START

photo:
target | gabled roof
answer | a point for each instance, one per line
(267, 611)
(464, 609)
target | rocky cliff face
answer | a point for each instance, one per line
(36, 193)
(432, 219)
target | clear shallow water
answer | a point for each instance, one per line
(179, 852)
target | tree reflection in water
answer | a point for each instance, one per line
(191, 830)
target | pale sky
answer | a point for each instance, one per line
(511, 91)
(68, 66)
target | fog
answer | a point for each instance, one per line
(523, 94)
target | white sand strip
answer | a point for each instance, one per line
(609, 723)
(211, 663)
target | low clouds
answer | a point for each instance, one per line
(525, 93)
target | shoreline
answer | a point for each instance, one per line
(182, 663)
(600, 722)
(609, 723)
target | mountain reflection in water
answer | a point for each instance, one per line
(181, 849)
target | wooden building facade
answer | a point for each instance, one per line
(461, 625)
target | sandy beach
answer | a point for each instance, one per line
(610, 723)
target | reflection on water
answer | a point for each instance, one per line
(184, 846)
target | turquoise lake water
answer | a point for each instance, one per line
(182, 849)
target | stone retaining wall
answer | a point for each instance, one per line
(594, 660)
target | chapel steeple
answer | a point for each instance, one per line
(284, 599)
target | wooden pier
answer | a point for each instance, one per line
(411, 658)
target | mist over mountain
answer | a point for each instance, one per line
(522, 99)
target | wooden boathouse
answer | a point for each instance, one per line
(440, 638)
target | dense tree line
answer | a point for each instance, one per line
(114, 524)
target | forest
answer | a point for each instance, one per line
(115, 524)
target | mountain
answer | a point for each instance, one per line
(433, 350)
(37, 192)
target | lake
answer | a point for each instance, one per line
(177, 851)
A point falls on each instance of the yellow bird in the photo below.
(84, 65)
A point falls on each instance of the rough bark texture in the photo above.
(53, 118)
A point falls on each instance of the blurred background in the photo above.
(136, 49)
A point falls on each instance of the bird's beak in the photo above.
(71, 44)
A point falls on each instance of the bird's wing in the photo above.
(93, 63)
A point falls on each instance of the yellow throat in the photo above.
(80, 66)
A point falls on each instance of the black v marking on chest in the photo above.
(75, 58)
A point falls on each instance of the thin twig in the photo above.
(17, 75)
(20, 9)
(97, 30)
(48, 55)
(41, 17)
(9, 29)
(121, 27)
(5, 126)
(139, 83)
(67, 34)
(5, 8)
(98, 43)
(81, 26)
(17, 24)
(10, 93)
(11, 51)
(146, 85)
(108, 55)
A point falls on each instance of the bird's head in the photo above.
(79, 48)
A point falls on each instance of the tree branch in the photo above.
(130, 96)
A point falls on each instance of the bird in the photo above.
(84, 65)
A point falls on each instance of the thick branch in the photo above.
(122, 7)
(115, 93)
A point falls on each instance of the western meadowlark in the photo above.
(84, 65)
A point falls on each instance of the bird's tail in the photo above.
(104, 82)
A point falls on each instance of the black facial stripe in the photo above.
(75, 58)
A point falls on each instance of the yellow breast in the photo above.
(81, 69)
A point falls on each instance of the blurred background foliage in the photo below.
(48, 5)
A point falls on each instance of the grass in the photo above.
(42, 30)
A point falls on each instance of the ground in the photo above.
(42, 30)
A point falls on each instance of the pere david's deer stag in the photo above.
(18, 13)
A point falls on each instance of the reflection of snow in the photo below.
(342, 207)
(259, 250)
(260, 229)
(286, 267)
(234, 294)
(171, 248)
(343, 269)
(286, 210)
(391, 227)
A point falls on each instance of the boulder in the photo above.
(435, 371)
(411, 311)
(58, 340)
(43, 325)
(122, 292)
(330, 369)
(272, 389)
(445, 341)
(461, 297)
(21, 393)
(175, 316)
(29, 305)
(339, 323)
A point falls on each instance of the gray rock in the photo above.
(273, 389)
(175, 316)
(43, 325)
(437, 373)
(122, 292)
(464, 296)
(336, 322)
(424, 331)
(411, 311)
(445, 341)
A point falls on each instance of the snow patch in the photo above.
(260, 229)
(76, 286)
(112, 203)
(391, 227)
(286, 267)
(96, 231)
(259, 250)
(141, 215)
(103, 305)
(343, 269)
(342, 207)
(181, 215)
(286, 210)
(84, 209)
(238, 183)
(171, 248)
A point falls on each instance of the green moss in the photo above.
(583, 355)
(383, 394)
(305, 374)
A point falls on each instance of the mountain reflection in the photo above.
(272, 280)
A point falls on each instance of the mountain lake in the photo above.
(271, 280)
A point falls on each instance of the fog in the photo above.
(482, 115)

END

▶ _REQUIRED TASK_:
Output every line above without altering anything.

▶ _FINAL RESULT_:
photo:
target | gabled roof
answer | a point for each instance, one per line
(267, 611)
(464, 609)
target | rocky cliff face
answer | a point for each instance, one per line
(36, 193)
(432, 219)
target | clear shallow water
answer | a point for each instance, one per line
(179, 852)
target | tree reflection in water
answer | a point for each instance, one per line
(191, 830)
target | pale sky
answer | a point for each instance, one per line
(511, 91)
(68, 66)
target | fog
answer | a point for each instance, one per line
(523, 94)
target | white sand strip
answer | a point for each instance, one per line
(609, 723)
(211, 663)
target | low clouds
answer | a point for each instance, one per line
(525, 93)
target | shoreline
answer | a point for each instance, one per line
(182, 663)
(600, 722)
(609, 723)
target | mountain reflection in water
answer | a point for each instance, one per line
(181, 849)
target | wooden building facade
answer | a point for each instance, one per line
(461, 625)
target | sandy beach
answer | a point for each instance, one per line
(610, 723)
target | reflection on water
answer | a point for each instance, one per line
(184, 846)
target | turquoise lake water
answer | a point for each instance, one per line
(182, 849)
target | stone retaining wall
answer | a point for each instance, one per line
(594, 660)
target | chapel steeple
answer | a point for each instance, one per line
(284, 599)
target | wooden pier
answer | a point for each instance, one per line
(411, 658)
target | mist over mountain
answer | a point for each instance, one per line
(522, 99)
target | wooden boathouse
answer | a point for each instance, one per line
(440, 638)
target | dense tree line
answer | a point for each instance, one per line
(114, 524)
target | forest
answer | a point for each instance, one per line
(115, 524)
target | mountain
answer | a point for each instance, one per line
(433, 350)
(37, 192)
target | lake
answer | a point for each instance, one per line
(177, 851)
A point falls on each instance of the yellow bird in the photo below.
(84, 65)
A point falls on each instance of the rough bark texture in the photo above.
(53, 118)
A point falls on each instance of the blurred background in the photo above.
(136, 49)
A point falls on each instance of the bird's beak in the photo above.
(71, 44)
A point falls on each instance of the bird's wing in the photo above.
(93, 63)
A point falls on each instance of the yellow throat in the photo above.
(80, 66)
A point falls on each instance of the black v marking on chest in the photo above.
(75, 58)
A point falls on each instance of the thin twig in the photo above.
(17, 75)
(20, 9)
(97, 30)
(48, 55)
(41, 17)
(9, 29)
(121, 27)
(5, 126)
(139, 83)
(67, 34)
(5, 8)
(98, 43)
(81, 26)
(17, 24)
(10, 93)
(11, 51)
(146, 85)
(108, 55)
A point falls on each instance of the bird's head in the photo above.
(79, 48)
A point falls on each instance of the tree branch in the photo above.
(130, 96)
A point falls on each instance of the bird in the photo above.
(84, 65)
A point falls on each instance of the thick branch in the photo above.
(122, 7)
(115, 93)
A point falls on each instance of the western meadowlark in the photo above.
(84, 65)
A point falls on each instance of the bird's tail in the photo above.
(104, 82)
A point falls on each instance of the black facial stripe in the photo above.
(75, 58)
A point falls on each instance of the yellow breast in the photo above.
(81, 69)
A point falls on each instance of the blurred background foliage in the photo below.
(48, 5)
A point falls on each instance of the grass in the photo above.
(42, 30)
A point falls on each instance of the ground in the photo above.
(42, 30)
A point falls on each instance of the pere david's deer stag in the photo above.
(18, 13)
A point falls on each instance of the reflection of snow in the photo below.
(342, 207)
(259, 250)
(260, 229)
(286, 267)
(234, 294)
(171, 248)
(343, 269)
(286, 210)
(391, 227)
A point falls on each instance of the boulder in the photo above.
(435, 371)
(411, 311)
(58, 340)
(43, 325)
(122, 292)
(330, 369)
(272, 389)
(445, 341)
(461, 297)
(21, 393)
(175, 316)
(29, 305)
(339, 323)
A point falls on each instance of the gray rock in the photo above.
(273, 389)
(175, 316)
(43, 325)
(437, 373)
(122, 292)
(464, 296)
(336, 322)
(424, 331)
(411, 311)
(445, 341)
A point falls on each instance of the snow patch in the photo above.
(260, 229)
(76, 286)
(112, 203)
(391, 227)
(286, 267)
(96, 231)
(259, 250)
(141, 215)
(103, 305)
(343, 269)
(342, 207)
(181, 215)
(286, 210)
(84, 209)
(238, 183)
(171, 248)
A point falls on each instance of the green moss in the photo above.
(583, 355)
(383, 394)
(305, 374)
A point falls on each instance of the mountain reflection in the photo above.
(272, 280)
A point falls on each instance of the mountain lake in the photo above.
(271, 280)
A point falls on each instance of the fog in the photo above.
(482, 115)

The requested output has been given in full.